**Task description:** From the rows below, copy out every line that contains the word "soil".

───── Data supplied ─────

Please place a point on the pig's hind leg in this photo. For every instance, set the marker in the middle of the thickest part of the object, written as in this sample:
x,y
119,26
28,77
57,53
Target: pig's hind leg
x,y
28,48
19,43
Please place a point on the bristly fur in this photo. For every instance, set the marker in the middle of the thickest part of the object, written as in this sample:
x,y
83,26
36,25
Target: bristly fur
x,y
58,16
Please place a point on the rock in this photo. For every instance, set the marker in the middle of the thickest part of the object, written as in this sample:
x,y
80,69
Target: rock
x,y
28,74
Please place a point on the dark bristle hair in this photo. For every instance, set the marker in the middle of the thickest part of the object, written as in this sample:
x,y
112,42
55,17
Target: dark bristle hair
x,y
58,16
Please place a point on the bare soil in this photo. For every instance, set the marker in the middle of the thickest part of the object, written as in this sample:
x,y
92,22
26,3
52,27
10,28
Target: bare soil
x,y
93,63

─────
───── Data supplied ─────

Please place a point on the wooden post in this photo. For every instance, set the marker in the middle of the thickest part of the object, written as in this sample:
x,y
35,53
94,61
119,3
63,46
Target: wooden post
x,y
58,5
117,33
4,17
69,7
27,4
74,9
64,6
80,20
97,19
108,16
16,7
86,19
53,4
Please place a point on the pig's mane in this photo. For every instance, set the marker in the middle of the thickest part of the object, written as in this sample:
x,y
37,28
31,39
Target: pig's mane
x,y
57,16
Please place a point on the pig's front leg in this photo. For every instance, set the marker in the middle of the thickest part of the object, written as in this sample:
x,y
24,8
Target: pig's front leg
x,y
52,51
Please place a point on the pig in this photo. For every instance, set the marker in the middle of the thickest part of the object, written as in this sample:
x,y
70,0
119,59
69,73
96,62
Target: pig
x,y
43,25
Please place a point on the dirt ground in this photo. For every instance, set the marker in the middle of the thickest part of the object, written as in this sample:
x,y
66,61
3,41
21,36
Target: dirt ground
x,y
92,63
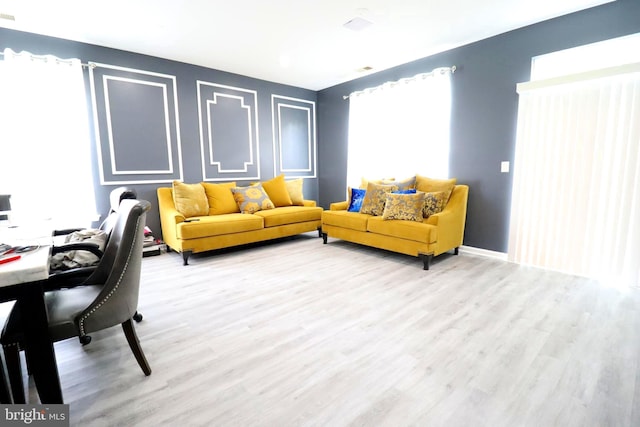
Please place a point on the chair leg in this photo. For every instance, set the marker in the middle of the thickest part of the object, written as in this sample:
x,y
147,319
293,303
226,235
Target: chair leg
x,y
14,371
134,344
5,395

─────

**Expected answer:**
Please place a point on the bare soil in this photo. For every instance, set the marker in the middle of the thickest part of the object, written as in this sample:
Target: bare soil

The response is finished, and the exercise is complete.